> To be done:
Return the listing below word for word.

★ ★ ★

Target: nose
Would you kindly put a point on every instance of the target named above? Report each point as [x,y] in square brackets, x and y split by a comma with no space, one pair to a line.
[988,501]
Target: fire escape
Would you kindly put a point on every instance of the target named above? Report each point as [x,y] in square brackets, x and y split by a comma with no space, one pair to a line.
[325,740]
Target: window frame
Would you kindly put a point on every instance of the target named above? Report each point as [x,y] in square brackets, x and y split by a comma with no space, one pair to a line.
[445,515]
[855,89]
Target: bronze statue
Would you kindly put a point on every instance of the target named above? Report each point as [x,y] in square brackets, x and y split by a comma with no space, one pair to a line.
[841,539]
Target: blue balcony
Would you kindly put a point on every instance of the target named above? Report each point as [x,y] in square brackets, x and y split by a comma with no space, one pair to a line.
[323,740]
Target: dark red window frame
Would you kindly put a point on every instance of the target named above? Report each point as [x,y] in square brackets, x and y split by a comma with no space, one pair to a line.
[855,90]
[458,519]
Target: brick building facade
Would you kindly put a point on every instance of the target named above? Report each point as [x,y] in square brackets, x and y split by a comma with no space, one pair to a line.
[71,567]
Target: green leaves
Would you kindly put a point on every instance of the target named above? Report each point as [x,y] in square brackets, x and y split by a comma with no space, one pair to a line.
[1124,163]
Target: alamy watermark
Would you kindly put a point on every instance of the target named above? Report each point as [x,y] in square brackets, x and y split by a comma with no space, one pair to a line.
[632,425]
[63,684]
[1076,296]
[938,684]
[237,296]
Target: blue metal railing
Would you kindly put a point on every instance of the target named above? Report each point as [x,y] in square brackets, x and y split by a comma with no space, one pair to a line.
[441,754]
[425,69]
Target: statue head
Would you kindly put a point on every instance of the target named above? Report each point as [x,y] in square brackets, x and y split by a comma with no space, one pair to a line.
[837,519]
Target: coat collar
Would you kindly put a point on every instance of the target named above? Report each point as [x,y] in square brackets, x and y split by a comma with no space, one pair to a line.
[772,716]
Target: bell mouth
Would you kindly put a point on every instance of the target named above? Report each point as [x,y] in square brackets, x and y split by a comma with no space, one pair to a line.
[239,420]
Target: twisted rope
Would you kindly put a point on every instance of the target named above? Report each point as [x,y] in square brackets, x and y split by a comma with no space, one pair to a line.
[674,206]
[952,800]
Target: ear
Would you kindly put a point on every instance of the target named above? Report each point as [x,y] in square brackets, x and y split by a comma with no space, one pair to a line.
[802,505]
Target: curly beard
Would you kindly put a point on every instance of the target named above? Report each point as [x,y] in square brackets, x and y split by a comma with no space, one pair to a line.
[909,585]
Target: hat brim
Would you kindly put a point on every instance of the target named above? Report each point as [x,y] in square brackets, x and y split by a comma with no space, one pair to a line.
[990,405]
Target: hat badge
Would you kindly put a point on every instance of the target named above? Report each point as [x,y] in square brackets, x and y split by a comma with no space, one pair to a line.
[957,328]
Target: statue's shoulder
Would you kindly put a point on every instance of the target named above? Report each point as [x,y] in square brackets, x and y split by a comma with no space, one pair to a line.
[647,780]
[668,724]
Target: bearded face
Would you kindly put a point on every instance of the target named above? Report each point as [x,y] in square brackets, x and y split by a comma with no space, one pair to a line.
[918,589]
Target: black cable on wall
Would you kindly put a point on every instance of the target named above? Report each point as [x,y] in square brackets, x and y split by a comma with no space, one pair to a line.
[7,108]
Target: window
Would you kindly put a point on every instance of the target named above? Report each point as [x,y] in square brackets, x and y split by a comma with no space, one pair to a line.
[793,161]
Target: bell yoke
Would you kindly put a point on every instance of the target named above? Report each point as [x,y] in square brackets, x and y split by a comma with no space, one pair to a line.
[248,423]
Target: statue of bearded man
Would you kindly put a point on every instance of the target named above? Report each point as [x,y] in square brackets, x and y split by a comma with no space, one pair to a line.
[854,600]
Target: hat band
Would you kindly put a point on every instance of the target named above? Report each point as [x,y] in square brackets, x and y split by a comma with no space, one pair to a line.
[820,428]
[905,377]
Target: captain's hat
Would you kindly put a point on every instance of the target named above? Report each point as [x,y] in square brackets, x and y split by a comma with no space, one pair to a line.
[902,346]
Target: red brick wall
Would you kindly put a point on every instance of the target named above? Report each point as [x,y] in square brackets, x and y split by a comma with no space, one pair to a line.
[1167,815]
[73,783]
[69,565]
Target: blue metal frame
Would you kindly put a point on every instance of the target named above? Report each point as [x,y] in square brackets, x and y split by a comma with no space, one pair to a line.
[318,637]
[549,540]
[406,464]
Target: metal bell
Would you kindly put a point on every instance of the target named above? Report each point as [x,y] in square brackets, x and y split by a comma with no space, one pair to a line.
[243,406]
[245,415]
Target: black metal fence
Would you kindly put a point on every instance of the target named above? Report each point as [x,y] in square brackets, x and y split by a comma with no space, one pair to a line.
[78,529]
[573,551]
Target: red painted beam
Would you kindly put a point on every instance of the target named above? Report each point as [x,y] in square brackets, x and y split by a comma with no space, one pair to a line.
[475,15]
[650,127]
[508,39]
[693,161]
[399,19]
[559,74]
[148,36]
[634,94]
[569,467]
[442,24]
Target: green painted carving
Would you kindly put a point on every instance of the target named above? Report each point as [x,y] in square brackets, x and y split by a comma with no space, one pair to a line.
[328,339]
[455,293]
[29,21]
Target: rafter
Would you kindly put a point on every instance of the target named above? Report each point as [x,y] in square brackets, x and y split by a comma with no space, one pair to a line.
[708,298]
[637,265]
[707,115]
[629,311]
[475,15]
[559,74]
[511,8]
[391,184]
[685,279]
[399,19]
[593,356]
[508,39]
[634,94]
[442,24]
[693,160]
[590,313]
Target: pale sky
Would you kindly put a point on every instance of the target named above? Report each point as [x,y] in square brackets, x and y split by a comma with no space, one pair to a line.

★ ★ ★

> Finished answer:
Target: nose
Would you kindly put a point on every instance of the target named above? Report each point as [x,y] in square brackets, x and y split by a comma with no space, one pair to a line.
[988,501]
Target: fire escape
Would you kindly put a point on every instance of the target named above? Report each point as [x,y] in square brackets, x and y split by a comma with no space, one pair to a line.
[325,740]
Target: window frame
Would you kindly put a point on every instance of the target named above? Report each point as [x,y] in square brackets, x and y split by a comma with no space, one pair to a line.
[445,515]
[855,89]
Target: bronze statue
Would you kindly put a point on every instance of the target named above? Report each point as [x,y] in square brackets, x and y split by a comma with no space, one pair to a line.
[841,539]
Target: blue balcony
Would you kindly put a point on every instance of the target named above? Report each point as [x,y] in square brackets, x and y split by a comma with no space, one pair to a line.
[323,740]
Target: dark red window frame
Would you kindly put a point on every instance of the target named above? Report each point as [x,y] in square brackets, x and y split by a comma with no space, one pair to a line.
[855,90]
[458,519]
Target: brick building facade
Would you kindly put a point on every instance of the target named above? Report each point as [x,y] in square brackets, x and y split by a comma with no space, one pair to a line.
[71,567]
Target: green leaves
Would you kindly put a point on every instance of the target named above? Report each point as [x,y] in square brackets, x and y split by a comma with no space, one pair to a line.
[1124,163]
Target: alamy watermark
Would you kindly put a point on every instance of the target named above? Report each point as [x,y] in square brackets, x and y split by a comma with no space, one pair to a line.
[632,425]
[63,684]
[1076,296]
[938,684]
[237,296]
Target: blue metal railing
Would you kindly put a point on every instance of the target named above? Report each point as [x,y] in square brackets, x and y split by a comma with no space, one pair to a line.
[441,754]
[425,69]
Target: statue head
Would you kindly put a point on every instance of the target named above? Report each point as [x,y] in square brackets, x and y split by a comma with no space, one pair to a line.
[837,519]
Target: coat collar
Would you kindly put a point on every instance of the target named above? Report each point as [x,y] in square brackets, x and y split by a comma with no space, one pair to a line.
[772,716]
Target: bell mouth
Would you kindly put a point on every instance of the target named above? Report each point as [x,y] in square brackets, x and y split by a comma with no space, one pair to a line.
[239,420]
Target: twisted rope
Would you kindly put a point on every instance of the target named above? Report each point as [x,y] in square brackets, x and y split by a comma with no space, one pair to a line.
[674,206]
[952,800]
Target: ear
Would you kindly put a point on every instance of the target named above? Report each point as [x,y] in square brackets, x and y split by a comma with no space, one pair to a line.
[802,505]
Target: curly beard
Would you kindly put a point on every instance of the target named above? Report each point as [x,y] in square brackets, x and y split by a comma with no space, one pair to a line.
[909,585]
Target: hat brim
Would you kindly put a point on every instance of the target named above? Report each point as [x,y] in square brackets, x and y split by a comma with no space, one pair to a line.
[990,405]
Target: hat badge
Would you kindly put a point on every instance of the target named above? Report each point as [x,y] in square brackets, x and y split by a comma with no space, one pair to a line.
[957,328]
Target: statue's shoulder
Would you kindly put a point on every instance of the target named above? Report each point as [x,y] in square brackets, x and y split by a comma with no space, one pair to a line.
[647,780]
[668,724]
Target: bearded face
Would you kindly put a point on every instance of the target named above? Report each point as [x,y] in square brackets, x and y split by a comma with no space, one pair to a line.
[918,589]
Target: black cable on wall
Would you kindly put a point on every instance of the target named above? Report each point as [x,y] in square brackets, x and y split by a comma with no space, one pair to a line.
[7,108]
Target: window
Would you kindly put a point on every instance of the target named above? Report each point as [x,y] in square brackets, x and y split by a comma with no space, one pair to a line.
[793,161]
Target: bell yoke
Would you kindly put a point on every instance of the target named above? Report each point as [x,y] in square brackets, x and y split by a comma with no space, one pair to a line.
[248,423]
Target: statue of bearded man
Would you kindly put a point on every instance of the target named above? Report each point as [x,y] in square brackets, x and y split by a comma with no space, one pair to a line.
[854,600]
Target: hat band
Would you kindly put a point on every instance of the target named above? Report each point as [x,y] in square brackets, x and y split by a comma with no space, one pair to a line.
[820,428]
[905,377]
Target: captain's hat
Would you kindly put a point on every instance of the target named above? Report each point as [x,y] in square brackets, x and y split by a comma with no space, one pair to a line.
[902,346]
Target: red brick wall
Would you kindly put a point on every instance of the target named above? Report each point as [x,y] in square brackets, x and y split by a comma with no space, one pair to a line.
[1167,815]
[73,783]
[69,565]
Target: blue metal frame
Would you kindly put a point on every instance of the target named above? Report each point as [x,y] in square brackets, x and y split by a comma with no space, one pair to a line.
[318,637]
[549,540]
[406,464]
Target: metal bell
Would you kindly put a point on every instance of the target named above? Report each point as [x,y] in square brackets, x and y split by a comma with no space, one pair to a line.
[243,406]
[245,415]
Target: black metal fence
Would you kindly put a point on every instance of the target named above? Report each point as [x,y] in square brackets, x and y split by a comma with no space, one pair to a line.
[78,529]
[573,551]
Target: red painted beam
Would you kindly put a point on every instance of the target named above? Report each point as [x,y] in square brackets, x and y split by a comma with no space, one pair to a line.
[475,15]
[650,127]
[508,39]
[693,161]
[399,19]
[559,74]
[148,36]
[634,94]
[569,467]
[442,24]
Target: green painted carving
Would you kindly put a point on every instance of the target named above? Report each point as [x,y] in square brackets, x and y split by a comma with no space, one pair to a line.
[328,339]
[455,293]
[29,21]
Target: rafter
Would you kindly put a point on every instance of the target named above? Report each point as [x,y] in square brackets, x and y split by a comma with no space, one pair to a line.
[708,298]
[637,265]
[707,115]
[629,311]
[475,15]
[559,74]
[511,8]
[391,184]
[685,279]
[399,19]
[593,356]
[508,39]
[634,94]
[442,24]
[693,160]
[590,313]
Target: pale sky
Would you kindly put a point on every instance of the target named above? Report each point as [x,y] in square brackets, x and y split by a comma with no space, one pair to a line.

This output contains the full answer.